As ações levadas a cabo no âmbito das políticas desenvolvimentistas para a Amazônia, como a abertura de importantes rodovias (Belém-Brasília, Transamazônica, PA-070 e PA-150), a construção da Usina Hidrelétrica de Tucuruí (UHT), a implantação dos programas Grande Carajás (PGC) e de colonização e o estímulo à entrada do grande capital através da concessão de incentivos fiscais às atividades agropecuárias, de mineração e de exploração madeireira, provocaram a abertura da fronteira agrícola e causaram grandes impactos na região. As alterações se deram fundamentalmente no âmbito demográfico devido aos intensos fluxos migratórios no sentido nordeste/centro-sul norte que a implementação dessas políticas acabou por estimular, influenciando para um aumento na diversidade sociocultural das populações locais. Mas, também essas alterações se deram em termos de transformação da paisagem e alterações nos ecossistemas devido à consolidação de um padrão de exploração do meio natural baseado na retirada da floresta para implantação de pastagens para o gado (De REYNAL, 1999; HÉBETTE, 2004).

[..]A abertura da fronteira agrícola, somada à descoberta do garimpo de Serra Pelada nos anos 1980 (que acelera a migração espontânea de agricultores para a região), à entrada de mineradoras, serrarias e siderúrgicas, transforma o sudeste paraense nesta década de 1980 e na década seguinte no foco de atenção da sociedade nacional e internacional por abrigar boa parte dos conflitos no campo ocorridos na Amazônia. Essa notoriedade ainda persiste nos anos 2000. O próprio ambiente de conflitos e as pressões exercidas pela sociedade civil influenciam para que essa região se constituísse novamente, a partir de meados da década de 1990, em espaço privilegiado de implementação das políticas do governo federal (OLIVEIRA, 2009). In (BRASIL, 2010).

Por se tratar de uma região de fronteira agrícola recente, com aproximadamente 50 anos de exploração e por estar encravada em uma região com várias formas de acesso e vários atrativos à instalação e reprodução do capital, o território do sudeste paraense enfrenta atualmente uma série de processos e projetos desenvolvimentistas que o rotulam como área de constantes conflitos agrários, ambientais e econômicos de grande repercussão.

───

◆ **O que fazer**
a. Diga se cada afirmação concorda com o texto sobre o sudeste paraense, respondendo sim ou não e citando literalmente as palavras do texto que decidem: (i) a construção da Usina Hidrelétrica de Tucuruí figura entre as ações das políticas desenvolvimentistas; (ii) o garimpo de Serra Pelada foi descoberto nos anos 1990; (iii) o sudeste paraense tem cerca de 100 anos de exploração.
b. Relacione todas as rodovias mencionadas no texto sobre o sudeste paraense.
c. Prossiga com o texto sobre o sudeste paraense a partir da sua última frase.
Os registros constituem um material à parte, sem ligação com o texto sobre o sudeste paraense.

◆ **Itens do conjunto de dados**
───

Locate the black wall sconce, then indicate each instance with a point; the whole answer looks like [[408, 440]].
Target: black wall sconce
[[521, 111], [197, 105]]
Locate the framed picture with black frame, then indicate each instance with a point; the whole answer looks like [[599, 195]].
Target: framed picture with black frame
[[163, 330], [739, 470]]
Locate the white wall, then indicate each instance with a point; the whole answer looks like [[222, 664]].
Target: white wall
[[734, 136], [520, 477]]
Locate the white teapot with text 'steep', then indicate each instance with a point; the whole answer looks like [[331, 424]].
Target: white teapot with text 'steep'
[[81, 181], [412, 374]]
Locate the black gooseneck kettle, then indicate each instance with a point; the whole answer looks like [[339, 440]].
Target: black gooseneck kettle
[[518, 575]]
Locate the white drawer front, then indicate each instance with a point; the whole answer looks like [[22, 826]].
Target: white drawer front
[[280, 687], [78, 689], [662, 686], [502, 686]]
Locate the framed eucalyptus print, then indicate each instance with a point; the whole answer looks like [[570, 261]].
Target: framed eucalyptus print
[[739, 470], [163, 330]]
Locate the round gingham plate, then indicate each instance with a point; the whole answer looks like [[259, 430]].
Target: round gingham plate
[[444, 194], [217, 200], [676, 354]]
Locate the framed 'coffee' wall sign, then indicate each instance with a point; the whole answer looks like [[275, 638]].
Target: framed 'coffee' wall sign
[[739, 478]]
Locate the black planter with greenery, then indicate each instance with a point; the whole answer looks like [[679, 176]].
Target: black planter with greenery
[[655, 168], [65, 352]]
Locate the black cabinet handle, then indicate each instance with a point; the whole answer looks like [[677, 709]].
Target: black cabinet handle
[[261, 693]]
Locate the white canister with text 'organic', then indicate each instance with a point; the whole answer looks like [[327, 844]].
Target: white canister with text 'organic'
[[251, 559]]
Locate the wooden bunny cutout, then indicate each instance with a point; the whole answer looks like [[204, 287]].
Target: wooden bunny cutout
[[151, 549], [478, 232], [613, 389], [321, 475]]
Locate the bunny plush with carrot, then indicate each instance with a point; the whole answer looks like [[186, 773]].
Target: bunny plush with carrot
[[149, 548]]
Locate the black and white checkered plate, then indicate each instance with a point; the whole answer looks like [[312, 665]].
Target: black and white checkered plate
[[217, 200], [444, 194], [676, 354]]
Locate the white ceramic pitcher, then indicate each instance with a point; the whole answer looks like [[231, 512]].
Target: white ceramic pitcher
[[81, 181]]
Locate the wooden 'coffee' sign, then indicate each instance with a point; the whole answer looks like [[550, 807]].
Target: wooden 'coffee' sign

───

◆ **Respostas por tarefa**
a.
(i) Sim: "a construção da Usina Hidrelétrica de Tucuruí (UHT)".
(ii) Não: "à descoberta do garimpo de Serra Pelada nos anos 1980".
(iii) Não: "com aproximadamente 50 anos de exploração".

b. Belém-Brasília, Transamazônica, PA-070 e PA-150.

c.
A partir dos episódios que ocorreram nas últimas décadas como por exemplo, o assassinato de trabalhadores rurais, tendo como caso emblemático a morte dos extrativistas José Claudio e Maria do Espírito Santo, o Governo Federal decidiu por mais uma vez investir em planos, projetos e políticas públicas “universalizadoras” como forma de mitigação de conflitos com a estratégia criticada por Mello, (2006) quando comenta que:

[...] a nova frente pioneira não teve vínculo com a agricultura tradicional, mais sim com os grupos industriais nacionais, estrangeiros e multinacionais inclusive subsidiando-os com incentivos fiscais [...] o importante era que a exploração de “terras novas” significasse sua inserção na economia de mercado, o aumento da capacidade de exportação e a continuidade de investimentos para equipar as novas industrias e pesquisar novas matérias primas. (BRASIL, 2010)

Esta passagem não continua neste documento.